• _TASK TO CARRY OUT_
A verbatim printing of the entries that follow is needed; pictures must not appear in it.

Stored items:
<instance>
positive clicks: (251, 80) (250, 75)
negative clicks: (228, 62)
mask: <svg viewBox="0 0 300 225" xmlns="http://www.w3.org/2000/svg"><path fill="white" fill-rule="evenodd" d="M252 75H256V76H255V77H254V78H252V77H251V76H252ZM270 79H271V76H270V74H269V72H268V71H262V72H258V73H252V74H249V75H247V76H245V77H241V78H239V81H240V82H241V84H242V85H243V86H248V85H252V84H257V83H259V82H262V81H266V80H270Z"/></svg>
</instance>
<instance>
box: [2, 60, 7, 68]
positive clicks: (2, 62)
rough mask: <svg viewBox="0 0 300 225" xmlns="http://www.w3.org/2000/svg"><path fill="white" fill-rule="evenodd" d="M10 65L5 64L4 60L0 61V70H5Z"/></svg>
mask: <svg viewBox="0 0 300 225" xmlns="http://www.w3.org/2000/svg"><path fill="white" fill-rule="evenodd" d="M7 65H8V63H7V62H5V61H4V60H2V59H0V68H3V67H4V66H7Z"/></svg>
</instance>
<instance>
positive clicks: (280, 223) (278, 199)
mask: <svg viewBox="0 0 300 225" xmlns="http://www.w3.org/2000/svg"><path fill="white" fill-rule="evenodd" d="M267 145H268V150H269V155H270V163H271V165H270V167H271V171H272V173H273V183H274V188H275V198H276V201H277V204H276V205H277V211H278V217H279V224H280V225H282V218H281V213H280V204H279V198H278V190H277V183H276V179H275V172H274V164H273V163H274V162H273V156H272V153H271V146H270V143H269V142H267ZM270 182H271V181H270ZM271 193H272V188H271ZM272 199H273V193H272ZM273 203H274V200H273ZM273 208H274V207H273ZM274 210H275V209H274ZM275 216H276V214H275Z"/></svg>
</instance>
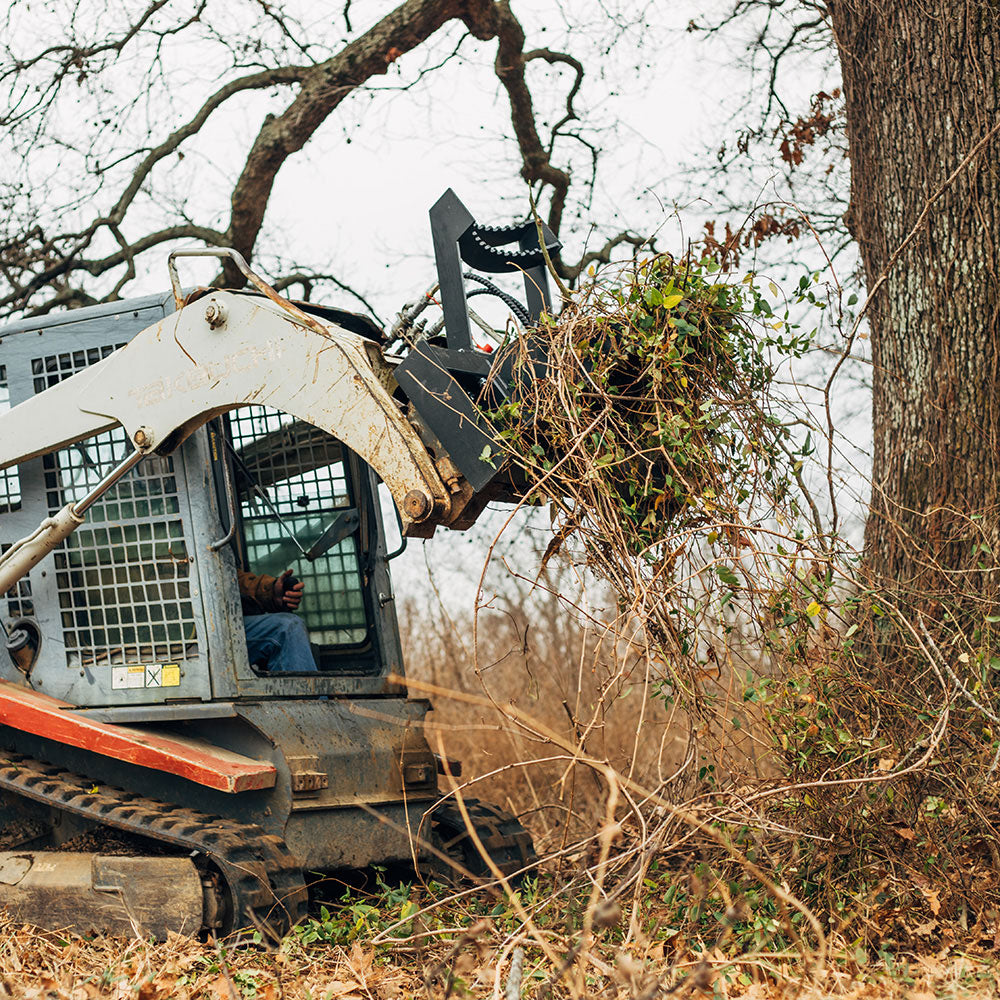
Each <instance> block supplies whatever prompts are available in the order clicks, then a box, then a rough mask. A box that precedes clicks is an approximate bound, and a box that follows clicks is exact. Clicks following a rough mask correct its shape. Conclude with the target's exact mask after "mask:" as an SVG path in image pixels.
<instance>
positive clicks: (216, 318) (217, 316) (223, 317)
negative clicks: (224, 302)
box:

• _EXERCISE OUTPUT_
<instance>
positive clicks: (251, 80) (250, 75)
negative clicks: (228, 62)
mask: <svg viewBox="0 0 300 225" xmlns="http://www.w3.org/2000/svg"><path fill="white" fill-rule="evenodd" d="M252 75H256V76H255V77H254V78H252V77H251V76H252ZM270 79H271V76H270V74H269V72H268V71H262V72H258V73H252V74H249V75H247V76H245V77H241V78H239V81H240V82H241V84H242V85H243V86H248V85H252V84H257V83H259V82H262V81H266V80H270Z"/></svg>
</instance>
<instance>
box: [2, 60, 7, 68]
positive clicks: (2, 62)
rough mask: <svg viewBox="0 0 300 225" xmlns="http://www.w3.org/2000/svg"><path fill="white" fill-rule="evenodd" d="M10 65L5 64L4 60L0 61V70H5Z"/></svg>
mask: <svg viewBox="0 0 300 225" xmlns="http://www.w3.org/2000/svg"><path fill="white" fill-rule="evenodd" d="M7 65H8V63H7V62H5V61H4V60H2V59H0V68H3V67H4V66H7Z"/></svg>
</instance>
<instance>
positive clicks: (280, 223) (278, 199)
mask: <svg viewBox="0 0 300 225" xmlns="http://www.w3.org/2000/svg"><path fill="white" fill-rule="evenodd" d="M267 145H268V150H269V155H270V163H271V165H270V167H271V171H272V173H273V183H274V188H275V198H276V201H277V204H276V205H277V211H278V217H279V224H280V225H282V218H281V213H280V204H279V198H278V190H277V183H276V179H275V172H274V164H273V163H274V162H273V156H272V153H271V146H270V143H269V142H267ZM270 182H271V181H270ZM271 193H272V188H271ZM272 199H273V193H272ZM273 203H274V200H273ZM273 208H274V207H273ZM274 210H275V209H274ZM275 216H276V214H275Z"/></svg>
</instance>
Each <instance> block supplies whatever prompts are available in the order clicks, then a box, then a rough mask. A box that precedes clicks is an approximate bound, and a box that follows clicks is exact. Clicks following a rough mask correct its shape. Conclude with the target's exact mask after "mask:" as an SVG path in image pixels.
<instance>
positive clicks: (216, 318) (217, 316) (223, 317)
negative clicks: (224, 302)
box:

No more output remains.